### Wybrany fragment
++++

Nasza Loteria NaM - pasek na kartach artykułów

Spektakl "Kamienie w kieszeniach": Majstersztyk w wykonaniu dwóch aktorów [Relacja za akredytację]

Zojka73
Zojka73
Wystawiona w poniedziałek w Warsztatach Kultury przy ul. ...
Wystawiona w poniedziałek w Warsztatach Kultury przy ul. ... Mat. prom.
Wystawiona w poniedziałek w Warsztatach Kultury przy ul. Popiełuszki 5 w Lublinie sztuka "Kamienie w kieszeniach" zgromadziła na widowni kilka pokoleń: od nastolatek z kolczykiem w nosie po nobliwych siwowłosych emerytów. Okazuje się, że teatr łączy pokolenia.
Chcesz zobaczyć ciekawy film, spektakl, albo koncert? Weź udział w akcji "Relacja za akredytację" i zdobądź bilety!

Relacja za akredytację: Akcja dla Dziennikarzy Obywatelskich MM Lublin (serwis)



Co ich tam sprowadziło?

Czy to, że sztuka w obsadzie jaką mieliśmy okazję zobaczyć, zdobyła nagrodę specjalną na XIII Ogólnopolskim Festiwalu Komedii TALIA’2009, Wielką Nagrodę Publiczności na festiwalu Kontrapunkt 2007 oraz Anioła Publiczności Wiosennego Festiwalu Teatralnego w Bielsku-Białej 2008?

Czy sprowadziło ich tu nazwisko Bartka Kasprzykowskiego, znanego szerokiej publiczności przede wszystkim z seriali telewizyjnych, choć jest aktywnym aktorem scenicznym, czy nazwisko naszego lubelskiego aktora Szymona Sędrowskiego?

Czy może sława pochodzącej z Irlandii autorki przedstawienia, Marie Jones, która w 1999 roku otrzymała za "Kamienie w kieszeniach" nagrodę teatralną Irish Times dla najlepszej sztuki, zdobywając też trzy nominacje do Tony Award w 2001 roku? Czy może skusiła nas sława samego utworu przetłumaczonego na 16 języków i granego w 20 krajach?

Cokolwiek by to było, sztuka zachwyciła wszystkich bez wyjątku.

Zachwyciła mimo skromnej scenografii, którą tworzyły trzy przenośne kabiny WC ulokowane na czarnej gołej scenie, a za rekwizyty służyły kawałki armatury. Nie, sztuka nie była o polskich hydraulikach pracujących na wyspach na chleb:) Kabiny świetnie sprawdziły się w "roli' nie tylko wc, ale łazienki, ciężarówki, baru, trumny. Grały w przedstawieniu wespół z aktorami, wspomagane skromnie światłem i muzyką.

Akcja rozgrywa się w małej irlandzkiej miejscowości, gdzie każdego z każdym łączą jakieś więzy; gdzie mieszkańcy wspólnie klepią swoją beznadziejną teraźniejszość i marzą o lepszym życiu.

++++

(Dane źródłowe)
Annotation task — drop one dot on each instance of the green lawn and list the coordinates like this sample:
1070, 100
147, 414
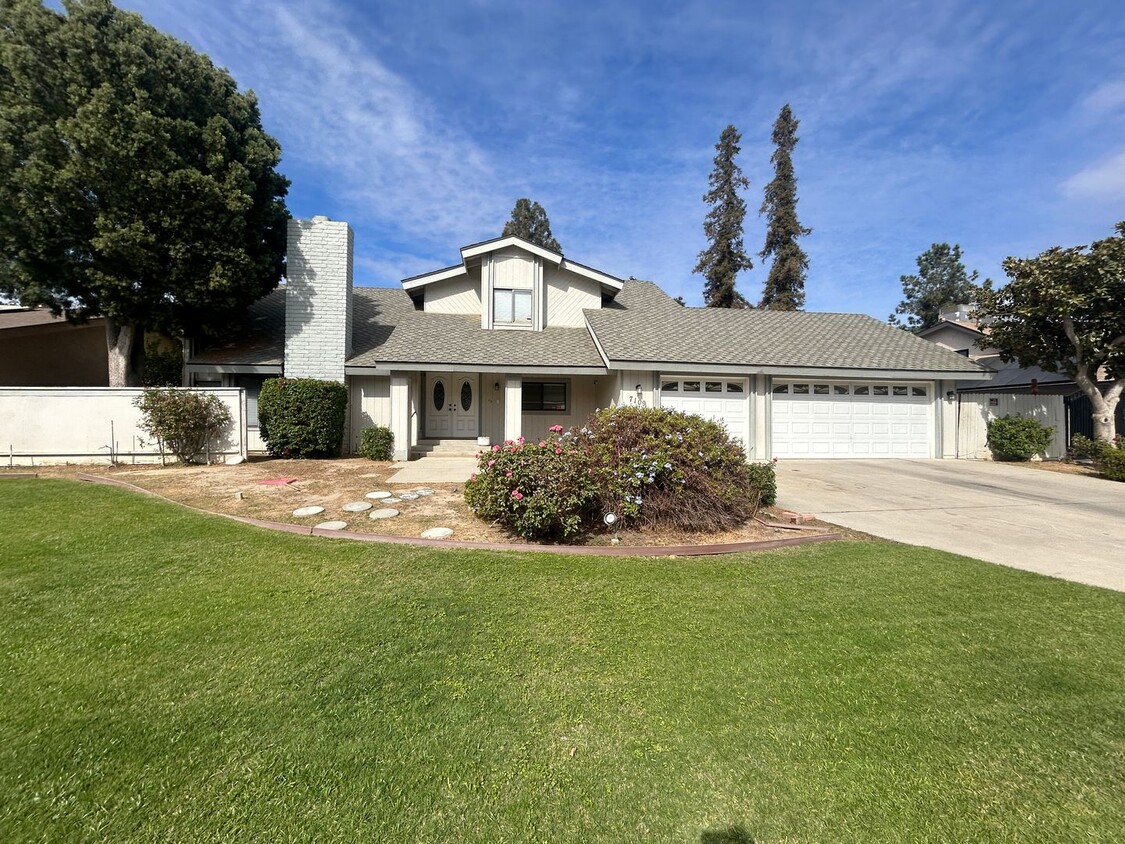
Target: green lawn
168, 676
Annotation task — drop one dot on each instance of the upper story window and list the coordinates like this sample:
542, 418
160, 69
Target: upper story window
511, 306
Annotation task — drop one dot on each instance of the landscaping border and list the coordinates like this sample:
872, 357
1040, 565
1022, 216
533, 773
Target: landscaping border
615, 550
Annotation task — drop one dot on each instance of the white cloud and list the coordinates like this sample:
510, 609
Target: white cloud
1101, 181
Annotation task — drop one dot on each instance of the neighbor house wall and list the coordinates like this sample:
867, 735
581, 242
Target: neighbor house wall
57, 355
977, 410
45, 425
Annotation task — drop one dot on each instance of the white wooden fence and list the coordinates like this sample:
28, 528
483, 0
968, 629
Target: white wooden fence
45, 425
977, 410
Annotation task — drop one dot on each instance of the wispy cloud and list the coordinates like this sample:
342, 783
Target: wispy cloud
1103, 181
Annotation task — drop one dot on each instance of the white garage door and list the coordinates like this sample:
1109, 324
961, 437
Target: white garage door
857, 420
721, 400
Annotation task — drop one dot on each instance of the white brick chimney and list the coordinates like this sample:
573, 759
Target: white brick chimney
318, 302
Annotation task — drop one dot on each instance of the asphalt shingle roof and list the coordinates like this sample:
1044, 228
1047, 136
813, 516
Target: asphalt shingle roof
388, 330
765, 338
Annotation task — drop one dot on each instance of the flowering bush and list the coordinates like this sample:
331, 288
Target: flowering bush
538, 490
659, 467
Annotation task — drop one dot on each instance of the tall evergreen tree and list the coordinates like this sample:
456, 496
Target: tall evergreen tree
136, 181
721, 261
942, 280
784, 289
529, 221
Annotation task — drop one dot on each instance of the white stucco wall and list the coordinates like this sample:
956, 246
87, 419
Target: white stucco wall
52, 425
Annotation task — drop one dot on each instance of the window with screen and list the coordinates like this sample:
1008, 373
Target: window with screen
512, 307
539, 396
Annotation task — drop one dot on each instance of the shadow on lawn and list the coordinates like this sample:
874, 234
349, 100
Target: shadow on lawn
735, 834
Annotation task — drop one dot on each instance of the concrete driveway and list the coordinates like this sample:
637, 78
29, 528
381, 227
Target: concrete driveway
1064, 526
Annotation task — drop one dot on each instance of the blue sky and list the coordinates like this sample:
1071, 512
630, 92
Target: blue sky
996, 125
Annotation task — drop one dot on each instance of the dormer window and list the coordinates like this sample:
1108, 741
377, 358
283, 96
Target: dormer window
512, 307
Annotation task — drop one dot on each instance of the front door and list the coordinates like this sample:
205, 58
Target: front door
451, 405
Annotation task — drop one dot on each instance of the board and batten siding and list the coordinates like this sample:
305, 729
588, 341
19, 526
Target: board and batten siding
456, 295
369, 404
567, 295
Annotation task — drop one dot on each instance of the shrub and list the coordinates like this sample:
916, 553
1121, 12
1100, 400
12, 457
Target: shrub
1083, 448
303, 416
377, 443
162, 367
181, 420
1018, 438
537, 490
764, 479
1113, 465
659, 467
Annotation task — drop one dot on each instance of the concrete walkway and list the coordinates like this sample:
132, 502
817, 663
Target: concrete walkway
434, 470
1059, 524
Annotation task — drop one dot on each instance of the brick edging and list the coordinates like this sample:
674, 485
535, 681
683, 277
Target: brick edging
595, 550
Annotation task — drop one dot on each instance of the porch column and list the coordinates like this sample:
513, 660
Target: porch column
401, 415
513, 407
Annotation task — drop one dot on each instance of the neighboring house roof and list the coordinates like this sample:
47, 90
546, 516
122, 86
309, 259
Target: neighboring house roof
259, 343
389, 333
766, 340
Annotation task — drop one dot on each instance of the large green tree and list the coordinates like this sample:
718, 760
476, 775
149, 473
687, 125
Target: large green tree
942, 280
529, 221
725, 257
136, 181
784, 288
1064, 312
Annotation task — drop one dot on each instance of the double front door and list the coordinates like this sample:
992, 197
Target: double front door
451, 405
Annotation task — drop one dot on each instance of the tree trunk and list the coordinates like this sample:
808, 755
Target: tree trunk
125, 352
1104, 405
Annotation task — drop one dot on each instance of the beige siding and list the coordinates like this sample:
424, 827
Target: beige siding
456, 295
977, 410
368, 403
513, 270
567, 294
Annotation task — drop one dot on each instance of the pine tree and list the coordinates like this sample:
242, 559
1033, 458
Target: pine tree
784, 289
942, 280
529, 221
720, 262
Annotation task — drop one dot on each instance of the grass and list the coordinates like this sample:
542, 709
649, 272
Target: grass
167, 676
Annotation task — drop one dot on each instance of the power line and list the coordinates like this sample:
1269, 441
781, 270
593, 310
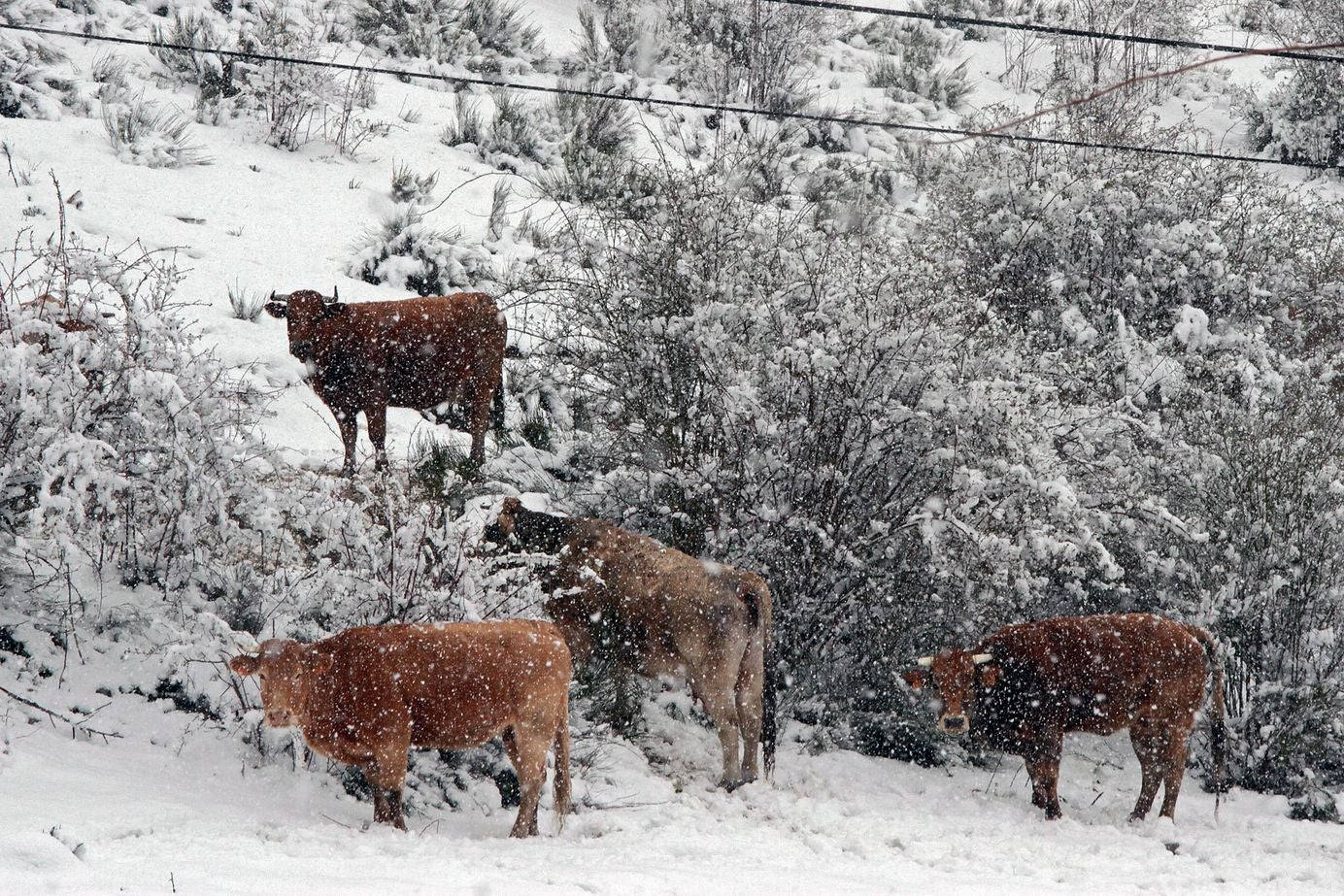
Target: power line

++++

### Zadanie
Podejmij relację ze spektaklu „Kamienie w kieszeniach” i prowadź ją dalej od jej ostatniego zdania.

### Wynik zadania
Namiastką tego lepszego życia jest statystowanie w hollywoodzkiej produkcji filmowej. Dla wioskowych nieudaczników, jak ich dotychczas postrzegano, świat gwiazd filmowych, świat sławy i dobrobytu, to świat marzeń niespełnionych; marzeń, po spełnienie których nawet boją się sięgnąć. Ba! Oni nawet boją się myśleć, że uda im się wyrwać ze społeczności, która ich więzi, której nienawidzą. Jednocześnie czują się z tą społecznością związani i w krytycznej sytuacji pokazują, że filmowy blichtr wielkiego świata to coś marnego wobec ich solidarności, wobec przyjaźni, dumy i godności.

Historia ma happy end, który wykluwał się podczas ponad dwugodzinnej gry aktorów.

Optymistyczne przesłanie sztuki sprawia, że z teatru wychodzi się z uśmiechem na ustach. Ten uśmiech, oprócz rzęsistych braw, to także nagroda dla aktorów. Kasprzykowski i Sędrowski zagrali łącznie bodajże 14 postaci, w tym dwie kobiece.

"Caroline" Kasprzykowskiego mogła się podobać, tyle w niej było wdzięku i seksapilu mimo zarostu na twarzy, z którym aktor ostatnio się obnosi:) I z taką łatwością momentalnie przeistaczał się w zblazowanego amerykańskiego reżysera, że aż miało się wrażenie, że oto wszedł na scenę inny aktor:)

Sędrowski fantastycznie zagrał m.in. młodego narkomana - był tak przekonujący i sugestywny, że widownia, która przed paroma sekundami zanosiła się od śmiechu w innej scenie, zamarła wobec tragizmu tej postaci. I za chwilę zblazowany Mickey. Trzeba niesamowitych umiejętności aktorskich, zdolności przeobrażania się i nieprzeciętnej kondycji fizycznej, aby nadążyć z naprzemiennym kreowaniem postaci z sekundy na sekundę.

Wszystkie osoby łączy dwóch głównych bohaterów: statyści Charlie i Jack, marzący o karierze.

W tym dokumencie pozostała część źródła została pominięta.